-- start Material for this exercise --

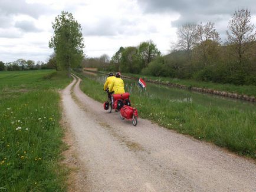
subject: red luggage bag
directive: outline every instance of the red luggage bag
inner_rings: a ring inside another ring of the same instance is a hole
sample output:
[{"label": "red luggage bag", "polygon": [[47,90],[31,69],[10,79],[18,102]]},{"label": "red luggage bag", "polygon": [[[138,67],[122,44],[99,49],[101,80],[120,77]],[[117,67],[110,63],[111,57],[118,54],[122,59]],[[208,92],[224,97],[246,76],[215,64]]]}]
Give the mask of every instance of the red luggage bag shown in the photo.
[{"label": "red luggage bag", "polygon": [[138,112],[137,110],[132,107],[124,105],[120,111],[121,115],[127,119],[132,119],[133,118],[133,112],[134,116],[137,117]]}]

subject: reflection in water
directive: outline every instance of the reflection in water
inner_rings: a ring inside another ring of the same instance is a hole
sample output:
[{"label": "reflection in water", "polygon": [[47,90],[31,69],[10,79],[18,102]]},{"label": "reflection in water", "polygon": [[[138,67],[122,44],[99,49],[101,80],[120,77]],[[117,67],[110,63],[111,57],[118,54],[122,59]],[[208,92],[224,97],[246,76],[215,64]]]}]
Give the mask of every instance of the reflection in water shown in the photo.
[{"label": "reflection in water", "polygon": [[[103,85],[107,76],[100,74],[84,75]],[[235,108],[242,111],[255,111],[256,103],[244,100],[232,99],[216,95],[193,92],[191,90],[180,90],[165,85],[147,83],[146,88],[142,88],[137,81],[123,79],[125,90],[131,95],[136,94],[142,97],[152,99],[166,100],[166,102],[190,102],[207,106],[216,106],[220,108]]]}]

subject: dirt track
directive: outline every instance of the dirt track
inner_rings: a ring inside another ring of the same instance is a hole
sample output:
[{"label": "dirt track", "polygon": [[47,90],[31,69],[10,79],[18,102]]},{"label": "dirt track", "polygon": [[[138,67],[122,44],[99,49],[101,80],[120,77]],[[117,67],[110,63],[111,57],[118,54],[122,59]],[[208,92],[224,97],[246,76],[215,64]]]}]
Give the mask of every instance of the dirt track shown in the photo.
[{"label": "dirt track", "polygon": [[134,127],[86,95],[78,81],[73,81],[62,97],[65,121],[81,170],[86,171],[77,190],[256,191],[252,161],[146,120],[139,118]]}]

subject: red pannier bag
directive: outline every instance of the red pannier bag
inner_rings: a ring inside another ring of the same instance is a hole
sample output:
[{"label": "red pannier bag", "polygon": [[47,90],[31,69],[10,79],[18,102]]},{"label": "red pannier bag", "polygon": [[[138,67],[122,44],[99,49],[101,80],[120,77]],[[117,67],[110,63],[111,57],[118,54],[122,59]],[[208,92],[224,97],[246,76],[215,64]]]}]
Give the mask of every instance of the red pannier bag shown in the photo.
[{"label": "red pannier bag", "polygon": [[105,110],[109,110],[109,102],[106,101],[104,102],[103,104],[103,108]]},{"label": "red pannier bag", "polygon": [[133,114],[134,114],[135,117],[138,116],[138,112],[136,108],[128,105],[124,105],[121,108],[120,112],[122,116],[127,119],[131,119],[133,117]]},{"label": "red pannier bag", "polygon": [[114,100],[126,100],[129,98],[130,96],[130,94],[129,92],[124,92],[122,94],[113,94],[113,98]]},{"label": "red pannier bag", "polygon": [[122,100],[117,100],[114,102],[114,109],[120,110],[123,106],[123,102]]}]

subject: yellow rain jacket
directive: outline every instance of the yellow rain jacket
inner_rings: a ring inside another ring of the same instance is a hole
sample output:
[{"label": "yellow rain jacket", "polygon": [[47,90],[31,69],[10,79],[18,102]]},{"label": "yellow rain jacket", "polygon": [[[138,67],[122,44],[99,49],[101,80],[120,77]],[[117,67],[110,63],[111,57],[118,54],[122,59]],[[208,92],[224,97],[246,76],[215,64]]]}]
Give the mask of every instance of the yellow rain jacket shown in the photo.
[{"label": "yellow rain jacket", "polygon": [[115,94],[122,94],[125,92],[124,84],[122,78],[117,77],[116,78],[113,83],[109,87],[109,91],[114,91]]},{"label": "yellow rain jacket", "polygon": [[105,84],[104,84],[104,91],[106,91],[107,90],[107,88],[110,87],[110,85],[113,84],[113,82],[116,79],[116,77],[114,76],[110,76],[107,78],[107,80],[106,80]]}]

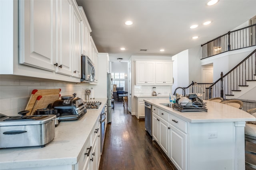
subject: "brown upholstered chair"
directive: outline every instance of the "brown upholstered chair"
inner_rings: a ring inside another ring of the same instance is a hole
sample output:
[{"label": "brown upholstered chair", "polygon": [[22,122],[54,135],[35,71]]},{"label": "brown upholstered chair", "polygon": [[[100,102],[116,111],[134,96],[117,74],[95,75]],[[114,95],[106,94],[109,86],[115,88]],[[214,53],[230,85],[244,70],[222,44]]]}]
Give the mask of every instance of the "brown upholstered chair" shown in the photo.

-- end Material for this exercise --

**Work to be completed**
Rewrite the data above, swapping each "outline" for "trace" and keeping everything else the same. Leave out the pictures.

**Response to this task**
subject: red luggage bag
directive: trace every instance of the red luggage bag
inner_rings: a ring inside another ring of the same instance is a hole
sample output:
[{"label": "red luggage bag", "polygon": [[47,90],[31,69],[10,79],[18,102]]},{"label": "red luggage bag", "polygon": [[[138,67],[122,44],[99,49],[101,80],[120,77]],[[117,67],[110,63],[111,57],[118,54],[122,59]],[[208,92],[224,97],[246,76],[215,64]]]}]
Give the mask of every instance of the red luggage bag shown in the photo.
[{"label": "red luggage bag", "polygon": [[138,112],[137,110],[132,107],[124,105],[120,111],[121,115],[127,119],[132,119],[133,118],[133,112],[134,116],[137,117]]}]

subject: reflection in water
directive: trace every instance of the reflection in water
inner_rings: a ring inside another ring of the same instance is a hole
sample output:
[{"label": "reflection in water", "polygon": [[47,90],[31,69],[10,79],[18,102]]},{"label": "reflection in water", "polygon": [[[138,67],[122,44],[99,49],[101,80],[120,77]],[[117,67],[110,63],[111,57],[118,54],[122,59]],[[208,92],[224,97],[246,76],[215,64]]]}]
Give the mask of every instance of the reflection in water shown in the photo.
[{"label": "reflection in water", "polygon": [[[103,85],[107,76],[100,74],[84,75]],[[235,108],[242,111],[255,111],[256,103],[244,100],[232,99],[216,95],[193,92],[191,90],[180,90],[165,85],[147,83],[146,88],[142,88],[137,81],[123,79],[125,90],[131,95],[136,94],[142,97],[152,99],[166,100],[166,102],[190,102],[207,106],[216,106],[220,108]]]}]

subject: dirt track
directive: trace every instance of the dirt track
inner_rings: a ring inside another ring of the same instance is a hole
sample output:
[{"label": "dirt track", "polygon": [[47,90],[31,69],[10,79],[18,102]]},{"label": "dirt track", "polygon": [[[138,67],[122,44],[99,49],[101,80],[120,77]],[[117,67],[110,63],[111,57],[118,54],[122,59]],[[208,92],[224,97],[246,76],[215,64]]]}]
Give the mask of every instance of the dirt track shown in the photo.
[{"label": "dirt track", "polygon": [[134,127],[86,95],[78,81],[73,81],[62,97],[65,121],[81,170],[86,171],[77,190],[256,191],[252,161],[146,120],[139,118]]}]

subject: red pannier bag
directive: trace every instance of the red pannier bag
inner_rings: a ring inside another ring of the same instance is a hole
sample output:
[{"label": "red pannier bag", "polygon": [[47,90],[31,69],[10,79],[18,102]]},{"label": "red pannier bag", "polygon": [[[138,67],[122,44],[99,49],[101,80],[120,77]],[[117,67],[110,63],[111,57],[118,54],[122,59]],[[208,92],[224,97],[246,76],[215,64]]]}]
Give the mask of every instance of the red pannier bag shown in the photo.
[{"label": "red pannier bag", "polygon": [[105,110],[109,110],[109,102],[106,101],[104,102],[103,104],[103,108]]},{"label": "red pannier bag", "polygon": [[133,114],[134,114],[135,117],[138,116],[138,112],[136,108],[128,105],[124,105],[121,108],[120,112],[122,116],[127,119],[131,119],[133,117]]},{"label": "red pannier bag", "polygon": [[114,100],[126,100],[129,98],[130,96],[130,94],[129,92],[124,92],[122,94],[113,94],[113,98]]},{"label": "red pannier bag", "polygon": [[122,100],[117,100],[114,102],[114,109],[120,110],[123,106],[123,102]]}]

subject: yellow rain jacket
directive: trace every instance of the yellow rain jacket
inner_rings: a ring inside another ring of the same instance is a hole
sample output:
[{"label": "yellow rain jacket", "polygon": [[47,90],[31,69],[10,79],[18,102]]},{"label": "yellow rain jacket", "polygon": [[[138,67],[122,44],[99,49],[101,80],[120,77]],[[117,67],[110,63],[111,57],[118,54],[122,59]],[[208,92],[224,97],[246,76],[215,64]]]}]
Give the mask of every instance of the yellow rain jacket shown in the photo.
[{"label": "yellow rain jacket", "polygon": [[115,94],[122,94],[125,92],[124,84],[122,78],[117,77],[116,78],[113,83],[109,87],[109,91],[114,91]]},{"label": "yellow rain jacket", "polygon": [[105,84],[104,84],[104,91],[106,91],[107,90],[107,88],[110,87],[110,85],[113,84],[113,82],[116,79],[116,77],[114,76],[110,76],[107,78],[107,80],[106,80]]}]

subject: "brown upholstered chair"
directive: trace every instance of the "brown upholstered chair"
inner_rings: a ring inside another ring of the same instance is a hole
sample output:
[{"label": "brown upholstered chair", "polygon": [[22,122],[54,135],[35,71]]},{"label": "brown upholstered chair", "polygon": [[[100,102],[116,111],[134,96],[117,74],[95,75]],[[114,95],[106,94],[109,86],[115,88]],[[214,53],[230,85],[244,70],[222,44]]]}]
Give the mask of every instance of the "brown upholstered chair" shown in the photo.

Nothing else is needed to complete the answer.